Büyük Ortadoğu Projesi ve Büyük Kürdistan / Levent Yakış
Büyük Orta Doğu Projesi’nin bizzat emperyalistlerce ilan edilişinin üzerinden artık yıllar geçti. Çok şey yazıldı çizildi bu konuda, burada uzun uzadıya tekrara girişmeyeceğiz. Ancak hakkında oluşmuş külliyata, hepimizin gözleri önünde gerçekleşen ve hala gerçekleşmeye devam eden uygulamalara rağmen projenin kamuoyu tarafından yeteri ölçüde kavrandığı pek söylenemez.
Çoğu kişi projeye hala geçici bir olguymuş gözüyle bakıyor. ABD’nin konjonktürel tercihlerini yansıttığını, daha ötesi sadece bir kliğin, devlet içinde etki kazanmış neoconların niyet ve arzularını yansıttığını düşünüyor.
Doğal olarak bu çevreler şartların değişmesi, farklı bir konjonktüre evrilmemiz durumunda veya projenin yıkıcı sonuçlar ürettiği açık hale geldiğinde geri adım atılacağı, projenin rafa kalkacağı beklentisi içindeler.
Oysa, aynı çevreler geçmişte Obama’nın iktidara gelişini de bu yönde atılmış tarihi adım olarak değerlendirmişlerdi. Obama’nın en az selefleri kadar emperyalist programa angaje olduğu, projeyi ilerletmek için en az onlar kadar acımasız davranacağı kısa sürede ortaya çıktığı halde “ ABD BOP’u bir yana bıraktı, bölgeden çekiliyor, çekilecek” sözlerinin o gün bugündür hala alıcı bulması şaşırtıcı olsa gerek.
Peşinen söyleyelim, kimse böyle bir beklenti içinde olmasın. BOP’un bir daha ortaya çıkmamak üzere gündemden düşmesi ABD veya diğer emperyalist merkezlerde iktidarların el değiştirmesiyle ya da emperyalist zihniyette gerçekleşecek kendiliğinden bir dönüşümle sağlanamaz.
Bunu mümkün kılacak yegane olgu bölge halklarının ortak mücadelesidir. Elbette bu mücadele bugünkünden çok daha fazla çabayı ve emperyalist niyetlere karşı bölge halklarında halihazırda var olandan çok daha yüksek bir bilinci gereksinecektir.

**Kayıtlar:**
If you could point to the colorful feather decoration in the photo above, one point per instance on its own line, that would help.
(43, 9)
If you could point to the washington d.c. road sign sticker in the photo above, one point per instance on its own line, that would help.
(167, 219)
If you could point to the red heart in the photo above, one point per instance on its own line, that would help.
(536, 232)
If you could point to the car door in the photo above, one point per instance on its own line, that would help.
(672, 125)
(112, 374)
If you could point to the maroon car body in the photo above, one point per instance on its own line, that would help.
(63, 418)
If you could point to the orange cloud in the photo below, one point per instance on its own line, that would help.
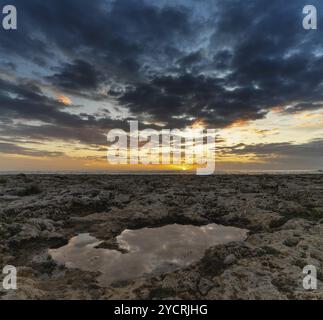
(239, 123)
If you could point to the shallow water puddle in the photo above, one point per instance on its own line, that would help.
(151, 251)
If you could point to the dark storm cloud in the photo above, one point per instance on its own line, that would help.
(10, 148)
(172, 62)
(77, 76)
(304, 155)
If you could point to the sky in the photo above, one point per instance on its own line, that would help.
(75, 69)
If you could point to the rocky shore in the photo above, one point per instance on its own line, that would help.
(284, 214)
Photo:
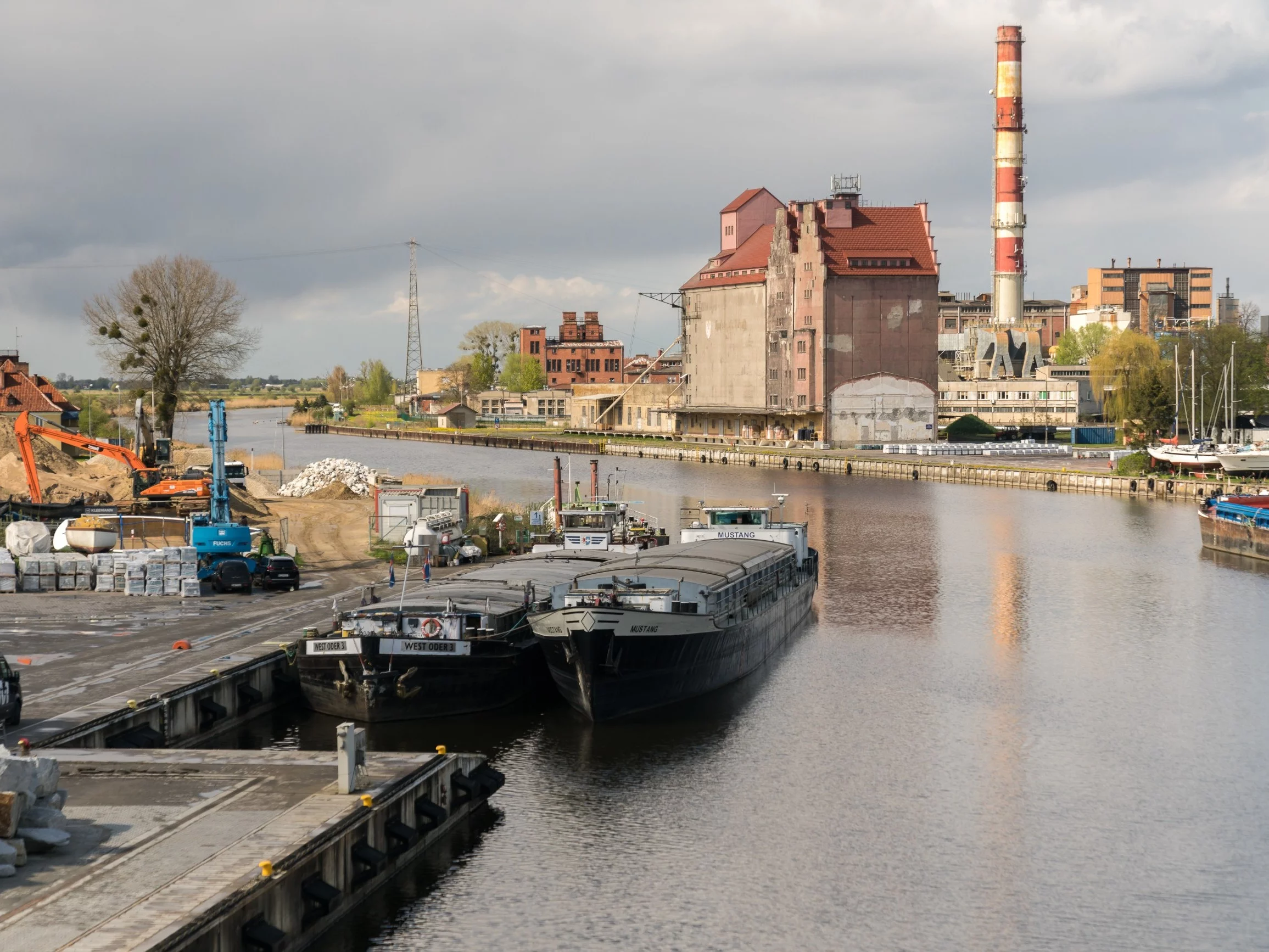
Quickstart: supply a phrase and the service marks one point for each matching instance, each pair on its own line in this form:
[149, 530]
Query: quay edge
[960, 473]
* * *
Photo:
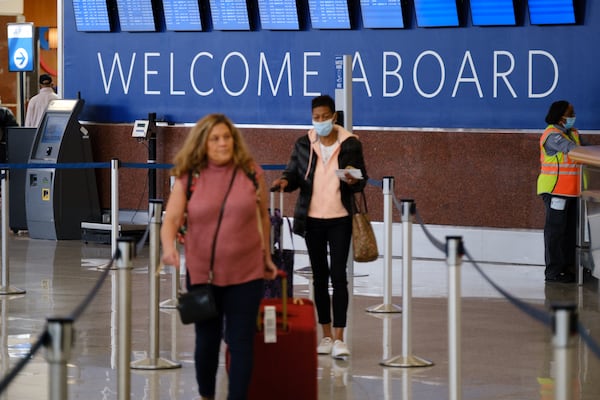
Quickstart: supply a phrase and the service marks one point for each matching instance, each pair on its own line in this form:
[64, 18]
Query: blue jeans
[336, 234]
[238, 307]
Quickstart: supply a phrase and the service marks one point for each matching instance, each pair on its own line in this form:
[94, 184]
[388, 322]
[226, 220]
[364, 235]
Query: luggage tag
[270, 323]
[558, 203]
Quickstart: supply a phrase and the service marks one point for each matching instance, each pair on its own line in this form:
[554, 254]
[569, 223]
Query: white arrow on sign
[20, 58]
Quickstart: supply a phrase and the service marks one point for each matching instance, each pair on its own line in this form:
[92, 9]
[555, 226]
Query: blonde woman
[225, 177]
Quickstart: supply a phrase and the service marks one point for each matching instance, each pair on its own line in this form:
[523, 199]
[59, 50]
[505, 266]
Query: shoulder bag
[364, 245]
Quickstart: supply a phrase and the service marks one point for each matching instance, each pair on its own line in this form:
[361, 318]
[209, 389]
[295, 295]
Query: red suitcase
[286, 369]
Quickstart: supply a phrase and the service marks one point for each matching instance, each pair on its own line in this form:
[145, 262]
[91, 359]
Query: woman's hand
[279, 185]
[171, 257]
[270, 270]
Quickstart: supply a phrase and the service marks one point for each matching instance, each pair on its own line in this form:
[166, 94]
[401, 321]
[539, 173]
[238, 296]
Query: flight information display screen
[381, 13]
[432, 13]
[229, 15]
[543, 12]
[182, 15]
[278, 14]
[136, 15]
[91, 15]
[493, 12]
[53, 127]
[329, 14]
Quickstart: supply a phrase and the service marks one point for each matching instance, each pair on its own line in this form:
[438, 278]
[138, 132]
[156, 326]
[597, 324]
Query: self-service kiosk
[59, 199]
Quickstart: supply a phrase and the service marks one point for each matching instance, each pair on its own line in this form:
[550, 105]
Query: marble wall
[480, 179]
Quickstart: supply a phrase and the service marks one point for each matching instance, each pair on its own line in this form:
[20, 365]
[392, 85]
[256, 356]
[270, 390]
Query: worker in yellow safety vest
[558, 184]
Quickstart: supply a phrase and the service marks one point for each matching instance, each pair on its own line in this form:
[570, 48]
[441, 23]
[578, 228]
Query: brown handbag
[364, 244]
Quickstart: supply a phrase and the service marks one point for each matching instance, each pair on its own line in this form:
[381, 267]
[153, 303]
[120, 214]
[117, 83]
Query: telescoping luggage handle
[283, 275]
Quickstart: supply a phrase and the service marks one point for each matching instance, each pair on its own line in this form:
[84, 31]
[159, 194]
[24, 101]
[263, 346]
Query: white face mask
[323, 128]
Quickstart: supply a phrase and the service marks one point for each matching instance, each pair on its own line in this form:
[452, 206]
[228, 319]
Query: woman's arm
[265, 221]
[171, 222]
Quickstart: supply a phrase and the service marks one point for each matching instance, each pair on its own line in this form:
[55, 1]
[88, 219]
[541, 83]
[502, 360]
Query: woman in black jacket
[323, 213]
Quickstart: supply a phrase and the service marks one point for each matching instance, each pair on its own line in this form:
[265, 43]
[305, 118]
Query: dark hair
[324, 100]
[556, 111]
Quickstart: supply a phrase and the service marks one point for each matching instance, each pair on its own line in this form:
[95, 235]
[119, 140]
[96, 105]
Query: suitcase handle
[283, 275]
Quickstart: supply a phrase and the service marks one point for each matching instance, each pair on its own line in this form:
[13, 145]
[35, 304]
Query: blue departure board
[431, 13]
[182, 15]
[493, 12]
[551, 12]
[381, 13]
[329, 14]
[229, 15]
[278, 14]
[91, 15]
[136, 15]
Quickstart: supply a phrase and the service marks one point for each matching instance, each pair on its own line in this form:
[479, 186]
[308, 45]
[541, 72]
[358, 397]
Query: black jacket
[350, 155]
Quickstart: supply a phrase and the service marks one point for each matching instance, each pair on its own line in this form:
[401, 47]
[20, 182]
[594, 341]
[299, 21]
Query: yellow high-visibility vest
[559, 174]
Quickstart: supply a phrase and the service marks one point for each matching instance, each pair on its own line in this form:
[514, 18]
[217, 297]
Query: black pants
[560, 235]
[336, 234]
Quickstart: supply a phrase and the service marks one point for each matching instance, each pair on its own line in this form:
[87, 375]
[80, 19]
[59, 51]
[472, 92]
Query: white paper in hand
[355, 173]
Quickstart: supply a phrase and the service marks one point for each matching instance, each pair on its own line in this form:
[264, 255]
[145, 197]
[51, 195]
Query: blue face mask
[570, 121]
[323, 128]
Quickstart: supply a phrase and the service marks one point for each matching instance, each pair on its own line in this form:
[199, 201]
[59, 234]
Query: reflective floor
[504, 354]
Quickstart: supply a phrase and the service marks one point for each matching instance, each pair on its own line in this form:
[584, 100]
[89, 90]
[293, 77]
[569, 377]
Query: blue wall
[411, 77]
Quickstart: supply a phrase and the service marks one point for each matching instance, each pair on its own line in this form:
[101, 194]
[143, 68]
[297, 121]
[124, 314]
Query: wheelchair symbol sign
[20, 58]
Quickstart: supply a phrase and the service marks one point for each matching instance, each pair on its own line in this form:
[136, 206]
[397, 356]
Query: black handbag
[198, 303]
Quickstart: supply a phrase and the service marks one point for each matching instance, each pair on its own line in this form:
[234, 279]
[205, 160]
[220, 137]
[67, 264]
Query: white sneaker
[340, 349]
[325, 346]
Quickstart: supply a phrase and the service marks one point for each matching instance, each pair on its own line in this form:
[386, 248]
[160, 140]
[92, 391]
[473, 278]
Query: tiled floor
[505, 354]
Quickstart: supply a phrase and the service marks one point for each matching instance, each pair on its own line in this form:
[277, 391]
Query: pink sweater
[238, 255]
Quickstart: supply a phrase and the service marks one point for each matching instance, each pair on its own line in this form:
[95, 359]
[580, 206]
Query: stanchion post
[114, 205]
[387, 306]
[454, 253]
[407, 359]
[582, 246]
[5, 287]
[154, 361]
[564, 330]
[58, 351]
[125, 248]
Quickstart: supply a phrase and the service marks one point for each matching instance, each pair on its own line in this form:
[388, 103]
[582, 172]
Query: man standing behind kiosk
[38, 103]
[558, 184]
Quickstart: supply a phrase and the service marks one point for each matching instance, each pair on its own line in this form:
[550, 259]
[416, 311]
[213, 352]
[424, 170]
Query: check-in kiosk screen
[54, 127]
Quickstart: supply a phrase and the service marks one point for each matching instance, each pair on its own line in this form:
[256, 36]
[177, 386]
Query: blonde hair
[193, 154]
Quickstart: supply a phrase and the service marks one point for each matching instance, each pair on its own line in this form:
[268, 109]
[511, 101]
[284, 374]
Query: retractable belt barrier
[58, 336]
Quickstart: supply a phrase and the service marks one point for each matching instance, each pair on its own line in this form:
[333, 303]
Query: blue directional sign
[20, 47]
--
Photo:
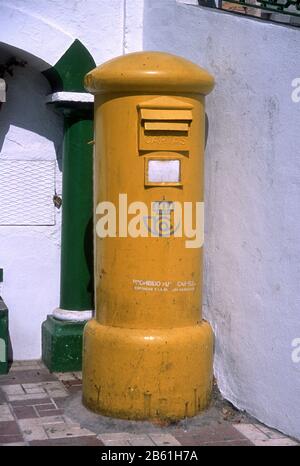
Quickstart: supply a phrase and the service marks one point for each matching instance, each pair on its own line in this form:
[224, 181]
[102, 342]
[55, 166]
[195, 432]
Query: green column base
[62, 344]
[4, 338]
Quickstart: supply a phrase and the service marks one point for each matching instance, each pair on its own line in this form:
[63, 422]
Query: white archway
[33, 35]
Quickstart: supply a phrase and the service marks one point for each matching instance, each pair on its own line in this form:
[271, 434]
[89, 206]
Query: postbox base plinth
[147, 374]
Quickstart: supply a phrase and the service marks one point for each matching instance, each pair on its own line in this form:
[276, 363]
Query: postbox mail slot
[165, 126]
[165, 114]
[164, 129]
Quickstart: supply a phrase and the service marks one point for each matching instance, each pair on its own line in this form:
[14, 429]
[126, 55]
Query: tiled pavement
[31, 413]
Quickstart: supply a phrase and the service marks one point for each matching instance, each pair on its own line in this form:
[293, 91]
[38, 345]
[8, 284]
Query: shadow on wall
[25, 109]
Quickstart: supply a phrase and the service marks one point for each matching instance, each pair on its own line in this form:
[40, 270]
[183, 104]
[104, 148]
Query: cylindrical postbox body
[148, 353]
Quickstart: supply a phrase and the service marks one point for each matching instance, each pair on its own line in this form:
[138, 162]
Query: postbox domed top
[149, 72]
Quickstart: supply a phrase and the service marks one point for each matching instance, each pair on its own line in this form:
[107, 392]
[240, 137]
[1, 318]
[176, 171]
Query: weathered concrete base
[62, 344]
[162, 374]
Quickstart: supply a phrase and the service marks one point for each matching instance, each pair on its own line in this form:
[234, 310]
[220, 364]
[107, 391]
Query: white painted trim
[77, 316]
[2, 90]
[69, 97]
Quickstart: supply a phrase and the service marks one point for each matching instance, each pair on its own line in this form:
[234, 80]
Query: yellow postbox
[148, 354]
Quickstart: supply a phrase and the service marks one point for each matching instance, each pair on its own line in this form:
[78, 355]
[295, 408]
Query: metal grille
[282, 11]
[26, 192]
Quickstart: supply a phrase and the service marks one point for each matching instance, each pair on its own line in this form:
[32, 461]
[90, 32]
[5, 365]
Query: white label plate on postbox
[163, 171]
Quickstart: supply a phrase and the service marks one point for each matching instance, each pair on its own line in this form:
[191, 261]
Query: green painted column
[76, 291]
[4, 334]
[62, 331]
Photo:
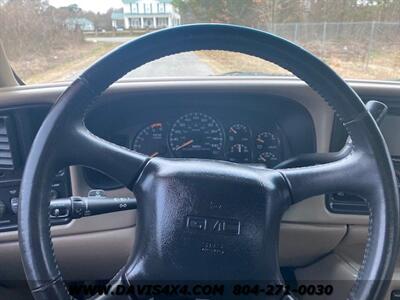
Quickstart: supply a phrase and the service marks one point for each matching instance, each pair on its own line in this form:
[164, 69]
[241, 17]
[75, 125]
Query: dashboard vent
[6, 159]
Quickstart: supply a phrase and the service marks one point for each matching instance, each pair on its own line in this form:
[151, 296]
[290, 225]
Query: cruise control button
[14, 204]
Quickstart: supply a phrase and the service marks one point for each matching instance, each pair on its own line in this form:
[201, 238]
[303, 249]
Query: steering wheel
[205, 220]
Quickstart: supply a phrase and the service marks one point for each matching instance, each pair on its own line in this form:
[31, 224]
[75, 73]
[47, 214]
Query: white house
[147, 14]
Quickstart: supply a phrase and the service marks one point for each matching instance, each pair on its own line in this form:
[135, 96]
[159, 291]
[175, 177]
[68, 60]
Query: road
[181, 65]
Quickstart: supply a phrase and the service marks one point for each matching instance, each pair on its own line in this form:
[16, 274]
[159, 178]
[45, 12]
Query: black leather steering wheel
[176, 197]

**Yapılacaklar:**
**A)** Büyük Ortadoğu Projesi yazısında "Çoğu kişi projeye" sözlerinden "arzularını yansıttığını düşünüyor." sözlerine kadar olan kısmı birebir alıntılayın.
**B)** Büyük Ortadoğu Projesi yazısını bittiği yerden devam ettirin.
Kayıtların burada hiçbir rolü yok.

**Görevlere Yanıtlar:**
**A)**
Çoğu kişi projeye hala geçici bir olguymuş gözüyle bakıyor. ABD’nin konjonktürel tercihlerini yansıttığını, daha ötesi sadece bir kliğin, devlet içinde etki kazanmış neoconların niyet ve arzularını yansıttığını düşünüyor.

**B)**
Çünkü, BOP her ne kadar İslam coğrafyasıyla sınırlı gözükse de aslında emperyalistler tarafından bütün dünyada geçerli olmak üzere tasarlanmış çok daha kapsamlı ve uzun erimli bir programın parçasıdır. Yani ardında emperyalizmin son derece kararlı tercih ve politikaları bulunmakta.
BOP’tan önce yürürlükte olan ve sonrasında da farklı coğrafyalarda işlemeye devam edecek bu emperyalist programın nihai amacı neoliberalizmin ütopyasını gerçekleştirmektir.
NEOLİBERAL ÜTOPYA NEDİR?
Nedir bu ütopya?
İnsan emeğinin sömürülmesine ve dünyanın doğal kaynaklarının talanına sınırlama getiren, ket vuran bütün engellerin ortadan kaldırılması…
Tek tek ülkelerin ve bir bütün halinde uluslararası ilişkiler sisteminin bu sonucu sağlayacak biçimde ideolojik, politik, iktisadi her açıdan yeniden yapılandırılması…
Öyle ki, yalnızca sosyalizm gibi karşıt ideolojiler değil sosyal demokrasi vb. burjuva yaklaşımlar; ezilen, yönetilen sınıflara ait her tür mücadele örgütleri, sendika, parti, dernekler; kamunun hak ve hukukunu koruyan kurum ve kuruluşlar ve nihayet emperyalist siyasaya direnç gösterebilecekleri gerekçesiyle devletler de artık emperyalizmin hedef tahtasındalar.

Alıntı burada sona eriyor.